● **Entries supplied**
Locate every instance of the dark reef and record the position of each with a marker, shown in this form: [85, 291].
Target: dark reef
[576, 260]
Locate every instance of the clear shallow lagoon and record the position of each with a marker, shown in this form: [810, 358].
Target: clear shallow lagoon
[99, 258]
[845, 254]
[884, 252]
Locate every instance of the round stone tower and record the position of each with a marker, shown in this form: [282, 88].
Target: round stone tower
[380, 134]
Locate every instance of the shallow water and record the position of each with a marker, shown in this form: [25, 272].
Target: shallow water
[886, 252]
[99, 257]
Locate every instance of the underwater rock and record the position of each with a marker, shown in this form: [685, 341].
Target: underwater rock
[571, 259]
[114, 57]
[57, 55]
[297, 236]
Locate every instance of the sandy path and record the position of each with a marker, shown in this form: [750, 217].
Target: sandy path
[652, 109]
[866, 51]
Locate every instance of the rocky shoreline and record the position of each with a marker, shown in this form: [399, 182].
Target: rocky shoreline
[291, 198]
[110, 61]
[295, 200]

● **Do this**
Write out all of the entries above word for word, in their original order.

● **Solution to this exercise**
Locate every instance of the dark reef and record the position of each with a marker, shown in this form: [85, 291].
Target: dark reef
[576, 260]
Locate every instance of the clear shallow lagoon and record the position of each with a marker, shown in this form: [810, 358].
Target: clear shallow lagoon
[99, 258]
[845, 254]
[884, 252]
Locate every instance of the round stone tower and record the position of each with a marker, shown in this form: [282, 88].
Target: round stone tower
[380, 134]
Locate every instance of the shallow water and record the position of each with a marker, shown in this form: [25, 272].
Target: shallow water
[886, 252]
[99, 257]
Locate every instance of the underwater rock and record the position of each with a marker, shown in this form: [685, 341].
Target: underwater rock
[571, 259]
[114, 57]
[57, 55]
[297, 236]
Locate every instance of the sandy path and record the position of each with a marker, shown in this form: [750, 217].
Target: sandy path
[652, 109]
[866, 51]
Locate every instance of the rocky shoreline and record the position of each with a marker, shown in this form: [399, 182].
Target: rocky shoreline
[291, 198]
[110, 61]
[295, 200]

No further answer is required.